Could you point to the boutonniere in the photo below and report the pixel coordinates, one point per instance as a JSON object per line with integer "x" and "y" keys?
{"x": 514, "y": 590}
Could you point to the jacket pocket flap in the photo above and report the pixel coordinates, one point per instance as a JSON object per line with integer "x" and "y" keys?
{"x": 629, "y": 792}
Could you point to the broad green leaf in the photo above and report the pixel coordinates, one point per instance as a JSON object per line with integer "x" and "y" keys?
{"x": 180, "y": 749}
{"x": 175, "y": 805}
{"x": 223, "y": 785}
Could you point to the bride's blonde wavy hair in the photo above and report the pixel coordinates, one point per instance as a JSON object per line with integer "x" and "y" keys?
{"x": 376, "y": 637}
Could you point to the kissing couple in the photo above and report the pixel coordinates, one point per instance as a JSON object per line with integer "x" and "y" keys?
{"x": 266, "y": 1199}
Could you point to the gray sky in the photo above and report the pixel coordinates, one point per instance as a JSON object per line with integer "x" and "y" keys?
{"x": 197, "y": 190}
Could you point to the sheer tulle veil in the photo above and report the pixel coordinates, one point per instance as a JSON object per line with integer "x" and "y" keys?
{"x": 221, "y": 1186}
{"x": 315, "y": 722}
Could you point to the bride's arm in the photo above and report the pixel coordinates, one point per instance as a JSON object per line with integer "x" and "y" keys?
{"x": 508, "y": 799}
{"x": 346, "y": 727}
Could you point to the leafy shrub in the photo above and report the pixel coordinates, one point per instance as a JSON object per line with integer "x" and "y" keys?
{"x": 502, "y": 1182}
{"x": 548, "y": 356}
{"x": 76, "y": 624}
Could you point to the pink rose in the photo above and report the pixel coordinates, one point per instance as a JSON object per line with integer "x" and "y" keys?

==============================

- [Exercise objective]: Exactly as written above, please repeat the entries.

- [Response]:
Could you point to the boutonniere in the photo below and report the pixel coordinates, one point per instance as a JSON object per line with integer "x" and "y" keys?
{"x": 514, "y": 590}
Could you point to the jacket pocket flap in the photo above and report the pixel coordinates, one point per instance as a JSON object per line with integer "x" and "y" keys?
{"x": 629, "y": 792}
Could you point to the broad green leaf in the photo above and report the pixel coordinates, one point per instance as a JSON object per line with integer "x" and "y" keys?
{"x": 180, "y": 749}
{"x": 175, "y": 805}
{"x": 223, "y": 785}
Could you point to the bride's blonde wavy hair in the photo above and report the pixel coordinates, one point per instance as a JSON object per line with integer "x" and "y" keys?
{"x": 376, "y": 637}
Could you point to the kissing couple in the photo above and report the pixel coordinates, one point per instance as a JSON object per line with integer "x" and "y" keys?
{"x": 266, "y": 1199}
Could you point to the gray sky in the photo above and report the pixel coordinates, one point per instance as a JSON object per line with integer "x" and "y" keys?
{"x": 197, "y": 190}
Could you point to the sheer tulle veil in the photo above and report the pixel coordinates, one point per instance as a JSON object per line with integer "x" and "y" keys?
{"x": 221, "y": 1186}
{"x": 315, "y": 722}
Could you point to the bride's arm in the photo above and report the pixel coordinates, one point per instance as a JSON object per line with integer "x" and "y" keys?
{"x": 508, "y": 799}
{"x": 346, "y": 727}
Could you point to the leafy shrub in the photo above and report the pixel coordinates, one point per instance as a JSON object per line with integer "x" and "y" keys?
{"x": 502, "y": 1182}
{"x": 548, "y": 356}
{"x": 76, "y": 624}
Could you point to the pink rose in the photo above and report the pixel coordinates, one point per instance as a JSON object per line with integer "x" and "y" keys?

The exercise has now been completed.